SHORT TASK >> Please reproduce every line of text in the items below word for word, leaving the pictures out of your answer.

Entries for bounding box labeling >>
──────

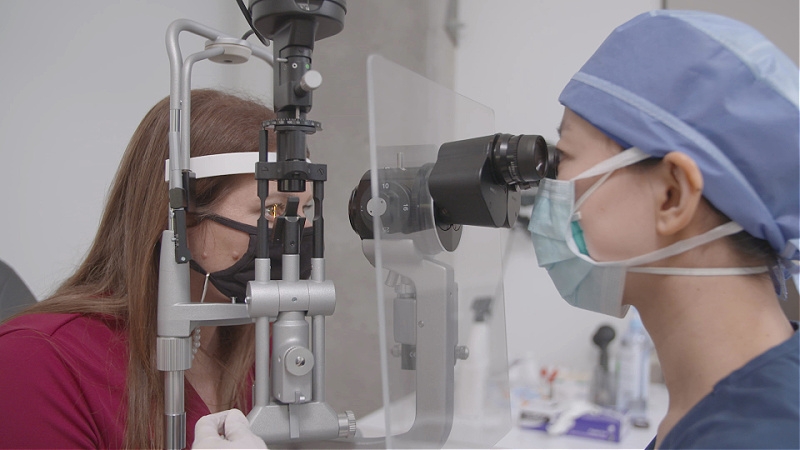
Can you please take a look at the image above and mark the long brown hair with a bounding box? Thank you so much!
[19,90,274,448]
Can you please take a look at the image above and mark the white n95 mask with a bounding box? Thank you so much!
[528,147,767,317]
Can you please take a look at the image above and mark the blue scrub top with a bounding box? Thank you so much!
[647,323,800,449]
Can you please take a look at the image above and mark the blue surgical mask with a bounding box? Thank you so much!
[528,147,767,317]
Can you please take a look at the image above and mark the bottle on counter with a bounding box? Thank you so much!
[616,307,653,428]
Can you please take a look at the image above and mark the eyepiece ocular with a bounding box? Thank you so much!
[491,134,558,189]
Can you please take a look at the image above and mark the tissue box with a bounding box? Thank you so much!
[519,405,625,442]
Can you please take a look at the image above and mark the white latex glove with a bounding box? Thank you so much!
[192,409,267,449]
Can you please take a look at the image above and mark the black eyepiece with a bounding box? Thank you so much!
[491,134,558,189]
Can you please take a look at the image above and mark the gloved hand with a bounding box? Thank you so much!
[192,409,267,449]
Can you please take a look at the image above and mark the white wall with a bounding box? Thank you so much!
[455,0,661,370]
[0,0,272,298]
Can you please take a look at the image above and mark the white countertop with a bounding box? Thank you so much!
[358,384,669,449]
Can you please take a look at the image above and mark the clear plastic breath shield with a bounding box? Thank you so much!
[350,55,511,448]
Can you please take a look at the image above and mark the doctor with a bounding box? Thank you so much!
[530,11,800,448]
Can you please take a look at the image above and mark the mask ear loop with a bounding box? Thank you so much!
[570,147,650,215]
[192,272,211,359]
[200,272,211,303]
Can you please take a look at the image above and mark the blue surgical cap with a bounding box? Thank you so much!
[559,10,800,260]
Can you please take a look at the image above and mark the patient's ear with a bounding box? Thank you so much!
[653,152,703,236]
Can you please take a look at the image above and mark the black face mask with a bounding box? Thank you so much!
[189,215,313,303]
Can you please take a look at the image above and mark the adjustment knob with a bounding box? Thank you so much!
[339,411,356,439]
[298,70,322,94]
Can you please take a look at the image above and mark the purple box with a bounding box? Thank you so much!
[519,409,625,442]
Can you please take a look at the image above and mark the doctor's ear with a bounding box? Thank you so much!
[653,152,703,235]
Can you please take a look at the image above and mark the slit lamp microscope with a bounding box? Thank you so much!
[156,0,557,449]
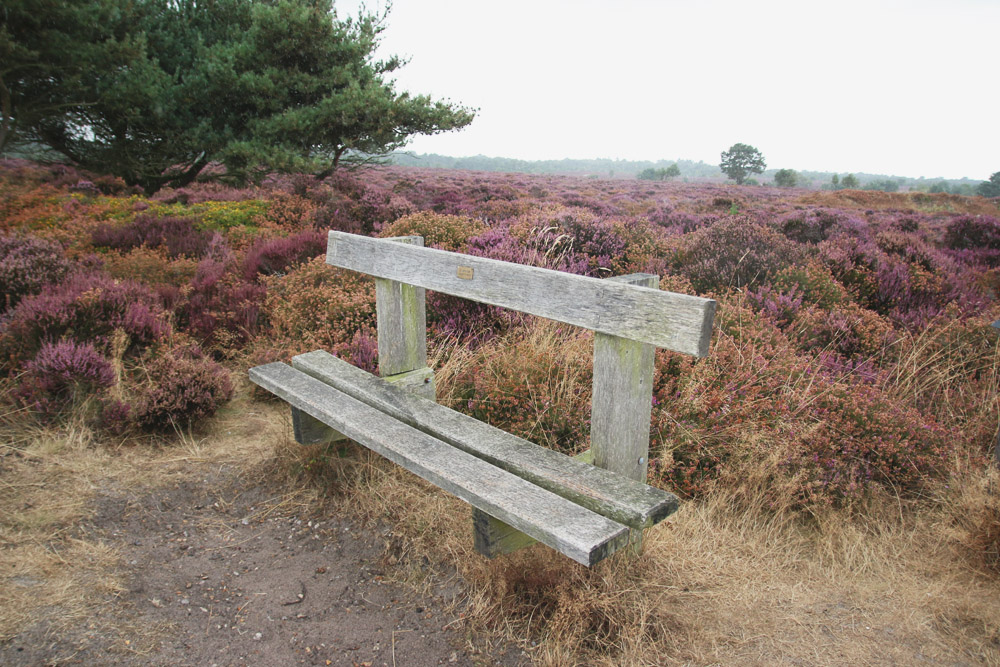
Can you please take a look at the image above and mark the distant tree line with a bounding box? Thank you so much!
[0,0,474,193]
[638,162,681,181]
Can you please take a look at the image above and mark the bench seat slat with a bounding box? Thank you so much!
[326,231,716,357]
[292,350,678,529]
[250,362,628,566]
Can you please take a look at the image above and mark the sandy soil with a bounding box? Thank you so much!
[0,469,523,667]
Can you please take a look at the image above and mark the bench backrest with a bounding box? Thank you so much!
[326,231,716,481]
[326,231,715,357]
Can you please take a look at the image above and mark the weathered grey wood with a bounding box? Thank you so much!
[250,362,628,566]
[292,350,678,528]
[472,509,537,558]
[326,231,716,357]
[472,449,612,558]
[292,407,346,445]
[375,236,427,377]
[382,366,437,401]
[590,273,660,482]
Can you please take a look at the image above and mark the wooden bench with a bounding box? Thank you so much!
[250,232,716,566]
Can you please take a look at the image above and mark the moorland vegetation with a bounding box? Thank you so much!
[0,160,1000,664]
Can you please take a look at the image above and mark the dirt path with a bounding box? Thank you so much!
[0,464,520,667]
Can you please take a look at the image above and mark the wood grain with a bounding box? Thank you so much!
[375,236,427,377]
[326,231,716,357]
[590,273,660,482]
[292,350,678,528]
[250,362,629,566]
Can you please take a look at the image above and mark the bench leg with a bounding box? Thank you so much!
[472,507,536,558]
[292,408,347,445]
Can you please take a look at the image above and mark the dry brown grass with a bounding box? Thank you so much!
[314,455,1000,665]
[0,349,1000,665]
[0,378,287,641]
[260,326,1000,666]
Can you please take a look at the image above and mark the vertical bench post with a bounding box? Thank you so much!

──────

RIGHT ANSWER >>
Can you please take a look at the image above and mark the long brown hair with a bounding box? Thank you so much!
[19,90,274,448]
Can you please take a look at the image above and mark the white n95 mask with a bounding box? Thank you so much!
[528,147,767,317]
Can you please take a look at the image above and mark the blue scrub top with a bounding box? Thank you so much!
[647,323,800,449]
Can you please take a look at the image above and mark the blue surgical mask with a bounding box? Thank you so much!
[528,147,767,317]
Can you please take a look at the image above and mark the bottle on counter with a bounding box? Thank you so much!
[616,307,653,428]
Can you please take a look at the image above and mark the eyepiece ocular with a bounding box? Thank you so much!
[491,134,558,189]
Can you please take a look at the image above and mark the tissue box with a bounding box? Thank you so much!
[519,405,625,442]
Can you please take a look at the image above and mark the white latex glove with a bounding box? Thank you so much!
[192,409,267,449]
Can you please take a look at the image above and mark the black eyepiece with a bounding box? Thank you so much!
[491,134,558,189]
Can you please take a look at the image above and mark the gloved hand with a bounding box? Thank you so much!
[192,409,267,449]
Can you please take a look at the image above and mark the white wall with a bounding box? Thank you so much!
[455,0,661,370]
[0,0,272,298]
Can you please take a look at the image above and mark the white countertop with a bounding box? Thank you so much!
[358,384,669,449]
Can you please take a look at the image above and mark the clear plastic breath shield with a bounding box? Thank you so much!
[350,55,511,448]
Can you please take a look at the image above and mark the doctor with a bounding box? Thank you so much!
[530,11,800,448]
Can you please take a look at the image above and mark the mask ear loop with a bounding box? Thank you so much!
[570,147,650,215]
[192,272,211,359]
[200,272,211,303]
Can you please take a look at the image above and mark the blue surgical cap with a bounding box? Thank you so much!
[559,10,800,260]
Can you please take a look at the image above and mark the patient's ear with a bounding box? Thank you so much!
[653,152,703,236]
Can you please take a look at the image above and mark the black face mask with a bounding box? Thank you so much!
[189,215,313,303]
Can you please take a look at the image above and mark the adjustment knob with a bounding box? Thank you so much!
[339,411,356,439]
[298,70,322,94]
Can you please take a look at the image above and mark the purple box with a bounding box? Thank you so much!
[519,409,625,442]
Can you please take a look at the image above and mark the doctor's ear with a bounding box? Thank you so much!
[653,152,703,235]
Can you please take a look at the image above and mark the slit lamp microscope with a bounding box? Thank you so much!
[156,0,557,449]
Can you please take a look at the image above and mark the distant tree line with a bounding box? Thank you so much!
[0,0,474,193]
[638,162,681,181]
Can you please take a look at the image above and mark the bench seat slat with a bounding box? Thank you so much!
[326,231,716,357]
[292,350,678,529]
[250,362,628,566]
Can you please take a look at the image above and mark the sandy soil with a bounding box? Thank you so much!
[0,469,523,667]
Can you please take a look at the image above and mark the bench backrest with a bounding box? Thank you so much!
[326,231,716,481]
[326,231,715,357]
Can you please take a look at the image above and mark the weathered grey wood with a bounding box? Thank you so much!
[250,362,628,566]
[292,350,678,528]
[472,509,537,558]
[326,231,716,357]
[472,449,612,558]
[292,407,346,445]
[375,236,427,377]
[382,366,437,401]
[590,273,660,482]
Can you please take a look at the image above and mark the wooden bench with a bounding box? Thank you so much!
[250,232,716,566]
Can you please take a look at the image above and mark the moorland vegetation with a bounding box? Thank you so much!
[0,160,1000,664]
Can you please take a look at the image above and mark the dirt path with a bounding box? Thank you so much!
[0,464,520,667]
Can you please take a look at the image above and mark the wood grain with a bounding box? Thank you so much!
[375,236,427,377]
[326,231,716,357]
[590,273,660,482]
[292,350,678,528]
[250,362,629,566]
Can you please take a look at the image above and mark the bench leg with a bounding box? Thank you so much!
[472,507,536,558]
[292,408,347,445]
Can you please take a look at the image above and mark the dry brown grass with a bounding box? Thank you so much!
[314,455,1000,665]
[0,349,1000,665]
[0,378,287,641]
[260,326,1000,666]
Can you please take a look at the image above and mark the vertical bench post with a bounding box? Thank you so much!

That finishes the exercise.